[begin Stored data]
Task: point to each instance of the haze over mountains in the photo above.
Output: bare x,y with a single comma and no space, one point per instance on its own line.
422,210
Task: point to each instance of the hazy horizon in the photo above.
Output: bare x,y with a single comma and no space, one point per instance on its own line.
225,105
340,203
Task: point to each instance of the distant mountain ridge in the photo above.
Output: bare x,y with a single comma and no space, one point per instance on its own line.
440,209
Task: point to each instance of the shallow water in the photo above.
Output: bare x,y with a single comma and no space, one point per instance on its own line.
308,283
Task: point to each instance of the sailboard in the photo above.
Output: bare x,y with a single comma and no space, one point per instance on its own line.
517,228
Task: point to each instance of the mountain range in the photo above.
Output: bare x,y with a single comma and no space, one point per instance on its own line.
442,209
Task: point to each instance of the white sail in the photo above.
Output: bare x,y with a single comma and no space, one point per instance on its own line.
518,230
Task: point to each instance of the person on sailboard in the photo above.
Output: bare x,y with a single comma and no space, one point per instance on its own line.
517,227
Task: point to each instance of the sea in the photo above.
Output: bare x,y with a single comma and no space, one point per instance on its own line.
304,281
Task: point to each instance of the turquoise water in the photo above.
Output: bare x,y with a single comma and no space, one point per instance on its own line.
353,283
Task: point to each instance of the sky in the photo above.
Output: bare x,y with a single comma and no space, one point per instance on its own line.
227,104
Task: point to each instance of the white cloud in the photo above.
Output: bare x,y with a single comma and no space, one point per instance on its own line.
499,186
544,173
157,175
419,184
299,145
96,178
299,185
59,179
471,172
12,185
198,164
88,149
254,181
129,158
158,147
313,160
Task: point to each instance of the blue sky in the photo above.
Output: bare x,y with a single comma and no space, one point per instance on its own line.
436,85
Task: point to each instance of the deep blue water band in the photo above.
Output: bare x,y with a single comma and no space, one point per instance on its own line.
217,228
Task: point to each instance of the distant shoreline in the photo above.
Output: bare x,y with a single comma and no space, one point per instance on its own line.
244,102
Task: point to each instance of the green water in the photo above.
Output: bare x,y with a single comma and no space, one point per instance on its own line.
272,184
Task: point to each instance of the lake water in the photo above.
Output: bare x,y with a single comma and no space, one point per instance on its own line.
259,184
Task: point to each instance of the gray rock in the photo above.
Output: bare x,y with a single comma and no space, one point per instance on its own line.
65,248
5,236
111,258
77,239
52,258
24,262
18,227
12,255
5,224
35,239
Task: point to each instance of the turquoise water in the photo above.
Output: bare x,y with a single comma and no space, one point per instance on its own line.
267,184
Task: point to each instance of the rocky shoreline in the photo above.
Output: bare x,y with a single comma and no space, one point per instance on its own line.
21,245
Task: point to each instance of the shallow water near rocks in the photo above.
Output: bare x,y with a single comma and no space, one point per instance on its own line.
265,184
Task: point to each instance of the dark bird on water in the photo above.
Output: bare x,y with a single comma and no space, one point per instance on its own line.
[end Stored data]
» What you should do: Only the lines from the one containing "Task: point to each instance of the rocky" to the end of the data should be printed, exactly as they stand.

» Result of this task:
Task: point to each instance of the rocky shoreline in the photo above.
Output: bare x,y with a single comma and no space, one point per instance on its own line.
21,245
Task: point to each instance of the shallow water near rocks in the photo above.
Output: bare x,y with a single comma and no space, one point per instance on its own line.
265,184
Task: point to each instance of the dark bird on water in the photo above.
Output: bare x,y with a single comma and no space, one point per instance on its own line.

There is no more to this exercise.